[Pointing records]
* START *

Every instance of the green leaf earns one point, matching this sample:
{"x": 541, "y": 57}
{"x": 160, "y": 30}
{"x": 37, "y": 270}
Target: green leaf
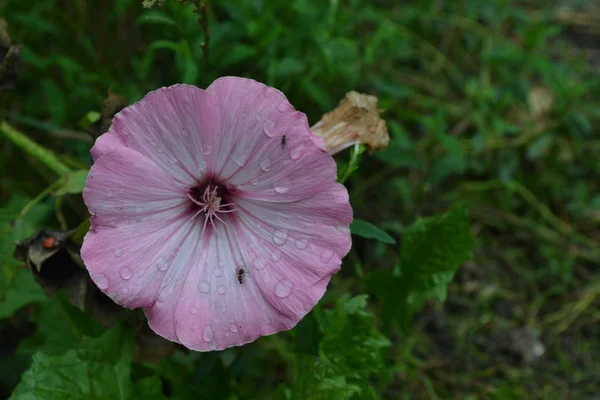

* END *

Problem to solve: Set down every line of the listing above verbatim, leaving out any pictures.

Exercise response:
Every instance of the green leaf earns one point, matching this sample:
{"x": 541, "y": 57}
{"x": 160, "y": 30}
{"x": 37, "y": 270}
Target: green leaf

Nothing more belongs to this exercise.